## Task item
Somewhere below are a line with "x=822, y=431" and a later line with "x=363, y=136". Output exactly those lines and all lines between them.

[[ Dataset open ]]

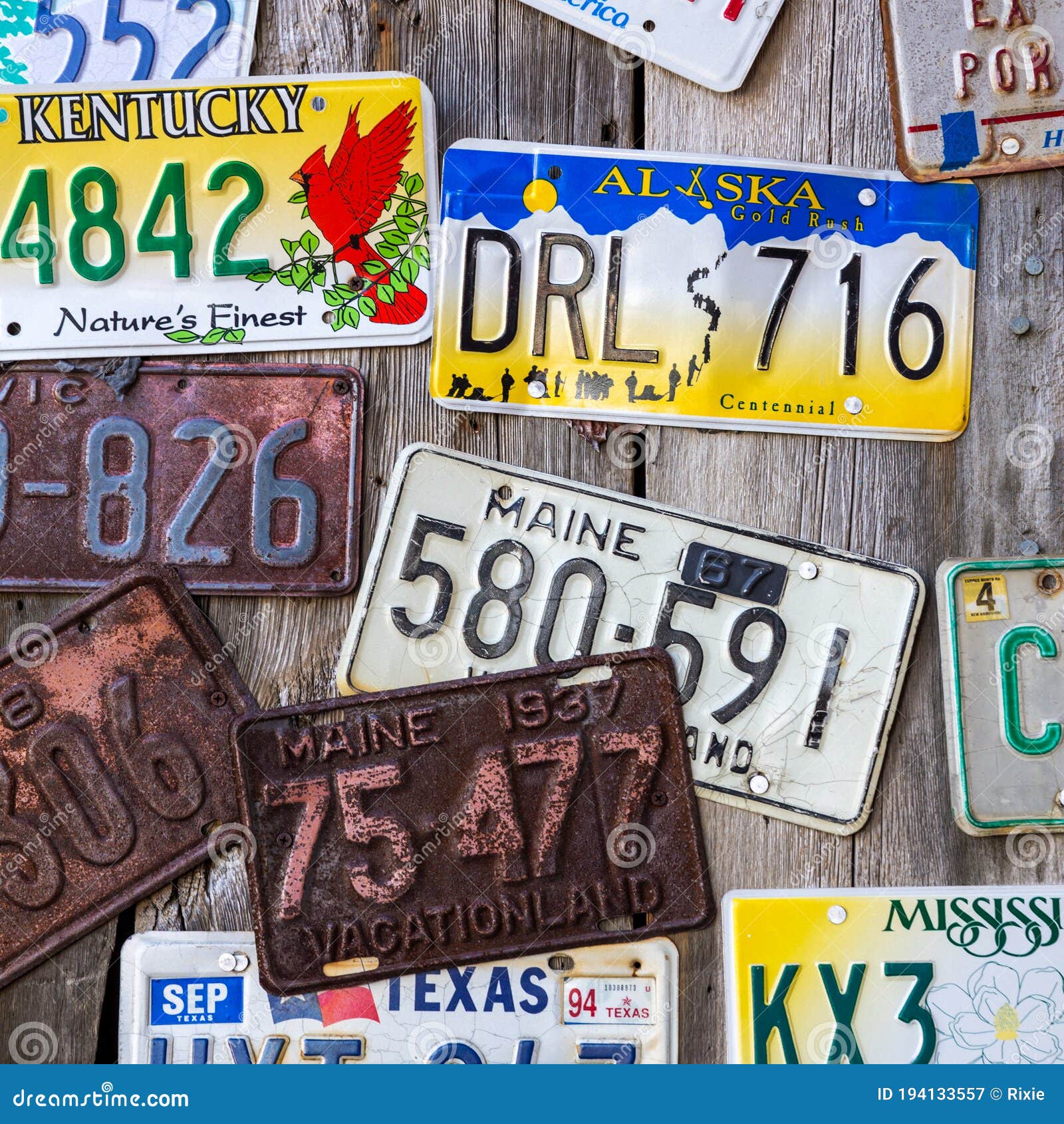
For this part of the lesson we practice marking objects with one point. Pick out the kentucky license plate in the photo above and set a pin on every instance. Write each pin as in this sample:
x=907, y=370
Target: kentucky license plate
x=741, y=295
x=710, y=42
x=435, y=826
x=277, y=213
x=245, y=478
x=1000, y=623
x=791, y=656
x=948, y=975
x=114, y=761
x=109, y=42
x=195, y=998
x=976, y=86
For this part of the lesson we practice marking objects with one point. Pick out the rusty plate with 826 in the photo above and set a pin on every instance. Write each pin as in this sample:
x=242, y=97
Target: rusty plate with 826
x=244, y=477
x=114, y=759
x=470, y=821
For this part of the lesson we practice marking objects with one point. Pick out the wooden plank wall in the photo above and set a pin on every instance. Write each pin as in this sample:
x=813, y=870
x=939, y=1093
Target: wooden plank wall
x=819, y=94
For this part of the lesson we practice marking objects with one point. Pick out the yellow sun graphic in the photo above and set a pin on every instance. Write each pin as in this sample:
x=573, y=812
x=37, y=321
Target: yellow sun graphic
x=541, y=195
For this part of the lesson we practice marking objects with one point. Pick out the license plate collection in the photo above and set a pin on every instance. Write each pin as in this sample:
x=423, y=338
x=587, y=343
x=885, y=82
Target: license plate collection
x=477, y=851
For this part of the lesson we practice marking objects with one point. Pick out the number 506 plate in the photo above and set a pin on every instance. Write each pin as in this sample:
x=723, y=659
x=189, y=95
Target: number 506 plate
x=791, y=656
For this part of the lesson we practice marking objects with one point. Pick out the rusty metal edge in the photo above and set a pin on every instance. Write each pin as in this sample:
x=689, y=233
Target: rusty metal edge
x=318, y=982
x=904, y=164
x=202, y=638
x=150, y=366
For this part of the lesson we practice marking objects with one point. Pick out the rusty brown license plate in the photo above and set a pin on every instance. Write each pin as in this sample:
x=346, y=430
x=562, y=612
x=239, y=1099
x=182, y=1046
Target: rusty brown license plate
x=115, y=767
x=244, y=477
x=471, y=821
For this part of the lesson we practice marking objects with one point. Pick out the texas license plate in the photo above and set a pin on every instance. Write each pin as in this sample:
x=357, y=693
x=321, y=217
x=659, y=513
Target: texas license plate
x=791, y=656
x=110, y=42
x=1000, y=622
x=195, y=997
x=948, y=975
x=438, y=826
x=710, y=42
x=741, y=295
x=115, y=759
x=976, y=86
x=245, y=478
x=277, y=213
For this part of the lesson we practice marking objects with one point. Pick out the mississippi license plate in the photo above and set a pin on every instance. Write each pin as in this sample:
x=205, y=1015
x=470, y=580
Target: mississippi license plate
x=195, y=997
x=435, y=826
x=791, y=656
x=1000, y=622
x=976, y=86
x=245, y=478
x=114, y=762
x=109, y=42
x=948, y=975
x=277, y=213
x=741, y=295
x=710, y=42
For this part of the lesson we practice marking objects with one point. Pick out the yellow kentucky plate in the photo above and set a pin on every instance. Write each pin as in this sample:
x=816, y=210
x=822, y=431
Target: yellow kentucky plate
x=952, y=975
x=704, y=290
x=273, y=213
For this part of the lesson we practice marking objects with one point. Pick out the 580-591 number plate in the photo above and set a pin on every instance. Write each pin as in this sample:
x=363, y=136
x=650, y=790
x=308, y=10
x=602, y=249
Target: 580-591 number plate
x=114, y=759
x=247, y=479
x=438, y=826
x=791, y=654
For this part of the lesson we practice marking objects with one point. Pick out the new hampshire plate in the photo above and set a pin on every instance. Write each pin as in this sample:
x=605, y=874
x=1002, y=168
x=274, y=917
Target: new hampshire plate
x=790, y=656
x=710, y=42
x=741, y=295
x=195, y=997
x=166, y=218
x=950, y=975
x=1000, y=625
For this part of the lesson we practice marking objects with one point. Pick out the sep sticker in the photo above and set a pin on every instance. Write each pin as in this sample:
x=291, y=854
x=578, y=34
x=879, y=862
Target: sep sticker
x=986, y=597
x=609, y=1000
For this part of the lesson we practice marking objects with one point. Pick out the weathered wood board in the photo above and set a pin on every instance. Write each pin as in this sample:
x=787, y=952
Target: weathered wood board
x=818, y=92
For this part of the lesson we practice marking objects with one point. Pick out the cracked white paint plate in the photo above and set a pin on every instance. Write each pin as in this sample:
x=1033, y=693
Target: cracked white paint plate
x=710, y=42
x=790, y=656
x=196, y=997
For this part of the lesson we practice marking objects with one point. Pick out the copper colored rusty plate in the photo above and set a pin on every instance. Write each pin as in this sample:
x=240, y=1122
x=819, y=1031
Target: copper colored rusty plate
x=471, y=821
x=114, y=760
x=247, y=478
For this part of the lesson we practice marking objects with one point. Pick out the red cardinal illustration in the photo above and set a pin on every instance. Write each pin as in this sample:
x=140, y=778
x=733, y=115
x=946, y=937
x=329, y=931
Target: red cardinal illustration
x=346, y=196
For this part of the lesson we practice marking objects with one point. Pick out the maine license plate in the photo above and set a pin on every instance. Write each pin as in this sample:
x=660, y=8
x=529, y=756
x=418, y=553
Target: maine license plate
x=181, y=218
x=114, y=760
x=976, y=86
x=741, y=295
x=195, y=997
x=790, y=656
x=435, y=826
x=109, y=42
x=948, y=975
x=710, y=42
x=1000, y=623
x=245, y=478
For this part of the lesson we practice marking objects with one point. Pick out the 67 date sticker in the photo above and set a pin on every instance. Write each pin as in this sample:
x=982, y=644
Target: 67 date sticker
x=608, y=1000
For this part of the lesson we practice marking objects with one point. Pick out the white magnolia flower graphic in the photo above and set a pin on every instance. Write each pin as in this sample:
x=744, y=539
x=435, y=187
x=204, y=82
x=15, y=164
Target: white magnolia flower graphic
x=1000, y=1016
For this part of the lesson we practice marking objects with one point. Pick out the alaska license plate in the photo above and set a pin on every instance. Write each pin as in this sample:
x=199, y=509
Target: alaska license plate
x=1000, y=623
x=114, y=760
x=181, y=218
x=195, y=997
x=109, y=42
x=245, y=478
x=791, y=656
x=435, y=826
x=710, y=42
x=976, y=86
x=741, y=295
x=950, y=975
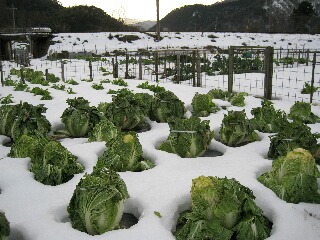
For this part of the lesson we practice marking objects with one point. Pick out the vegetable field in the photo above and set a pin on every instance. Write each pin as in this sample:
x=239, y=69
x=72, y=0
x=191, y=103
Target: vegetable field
x=86, y=155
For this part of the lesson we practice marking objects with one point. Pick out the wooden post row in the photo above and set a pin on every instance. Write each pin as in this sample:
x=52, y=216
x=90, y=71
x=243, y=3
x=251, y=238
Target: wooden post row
x=230, y=69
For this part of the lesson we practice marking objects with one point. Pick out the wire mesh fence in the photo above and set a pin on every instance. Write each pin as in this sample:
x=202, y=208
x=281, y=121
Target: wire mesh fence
x=294, y=72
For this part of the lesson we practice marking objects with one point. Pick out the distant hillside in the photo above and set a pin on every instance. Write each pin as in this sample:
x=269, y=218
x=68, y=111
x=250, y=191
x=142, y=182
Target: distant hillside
x=245, y=16
x=50, y=13
x=142, y=26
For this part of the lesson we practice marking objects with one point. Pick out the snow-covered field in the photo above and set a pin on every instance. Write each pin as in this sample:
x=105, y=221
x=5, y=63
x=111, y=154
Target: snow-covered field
x=38, y=212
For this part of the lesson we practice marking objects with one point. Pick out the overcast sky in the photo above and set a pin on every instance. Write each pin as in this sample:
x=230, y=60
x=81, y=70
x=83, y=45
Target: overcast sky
x=136, y=9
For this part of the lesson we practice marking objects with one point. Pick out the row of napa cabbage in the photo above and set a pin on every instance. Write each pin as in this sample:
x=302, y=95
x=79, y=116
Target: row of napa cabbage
x=53, y=164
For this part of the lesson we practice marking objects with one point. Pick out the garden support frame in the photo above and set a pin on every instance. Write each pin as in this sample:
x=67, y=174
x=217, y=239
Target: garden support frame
x=268, y=66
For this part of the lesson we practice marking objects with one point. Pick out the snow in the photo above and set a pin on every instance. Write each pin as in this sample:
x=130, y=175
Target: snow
x=38, y=212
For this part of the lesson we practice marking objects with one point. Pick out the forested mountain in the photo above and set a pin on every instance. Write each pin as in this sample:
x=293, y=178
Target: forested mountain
x=246, y=16
x=50, y=13
x=292, y=16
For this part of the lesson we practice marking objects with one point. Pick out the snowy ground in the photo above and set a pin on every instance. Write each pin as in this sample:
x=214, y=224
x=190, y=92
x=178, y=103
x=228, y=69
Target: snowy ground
x=38, y=212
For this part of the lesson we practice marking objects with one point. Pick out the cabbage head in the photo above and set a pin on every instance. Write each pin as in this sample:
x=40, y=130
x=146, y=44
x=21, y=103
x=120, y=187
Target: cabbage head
x=124, y=111
x=79, y=118
x=23, y=118
x=124, y=153
x=202, y=105
x=236, y=129
x=188, y=137
x=294, y=135
x=267, y=119
x=51, y=163
x=4, y=227
x=166, y=104
x=98, y=201
x=293, y=177
x=29, y=146
x=105, y=131
x=222, y=209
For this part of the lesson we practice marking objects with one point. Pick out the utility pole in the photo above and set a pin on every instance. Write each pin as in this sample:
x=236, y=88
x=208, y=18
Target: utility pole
x=158, y=22
x=14, y=20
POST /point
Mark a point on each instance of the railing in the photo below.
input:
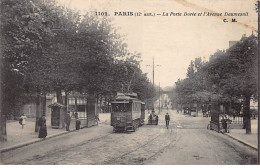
(236, 119)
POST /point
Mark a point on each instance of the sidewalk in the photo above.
(18, 137)
(247, 139)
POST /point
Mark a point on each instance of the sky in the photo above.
(174, 41)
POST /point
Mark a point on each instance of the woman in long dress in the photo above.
(43, 128)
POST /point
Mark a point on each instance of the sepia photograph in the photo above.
(129, 82)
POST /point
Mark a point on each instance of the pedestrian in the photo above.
(223, 122)
(167, 119)
(150, 119)
(97, 119)
(67, 121)
(43, 128)
(156, 119)
(22, 120)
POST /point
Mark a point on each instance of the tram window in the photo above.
(120, 107)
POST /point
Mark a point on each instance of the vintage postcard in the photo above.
(129, 82)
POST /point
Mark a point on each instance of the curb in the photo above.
(37, 140)
(238, 140)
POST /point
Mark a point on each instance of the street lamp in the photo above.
(153, 76)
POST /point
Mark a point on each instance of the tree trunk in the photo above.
(246, 112)
(3, 134)
(38, 111)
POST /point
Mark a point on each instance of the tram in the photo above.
(127, 113)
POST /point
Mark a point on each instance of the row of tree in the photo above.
(48, 48)
(230, 74)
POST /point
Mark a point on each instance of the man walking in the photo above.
(167, 119)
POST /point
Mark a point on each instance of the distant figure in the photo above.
(224, 124)
(167, 119)
(67, 121)
(150, 119)
(97, 119)
(156, 119)
(43, 128)
(22, 120)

[[ Dataset closed ]]

## Answer space
x=822, y=431
Target: yellow kentucky plate
x=952, y=975
x=704, y=290
x=273, y=213
For this part of the lesson we practice marking objects with one point. Pick out the 580-591 number plate in the photo above and set a pin on every instance. Write each pin as in this sample:
x=363, y=136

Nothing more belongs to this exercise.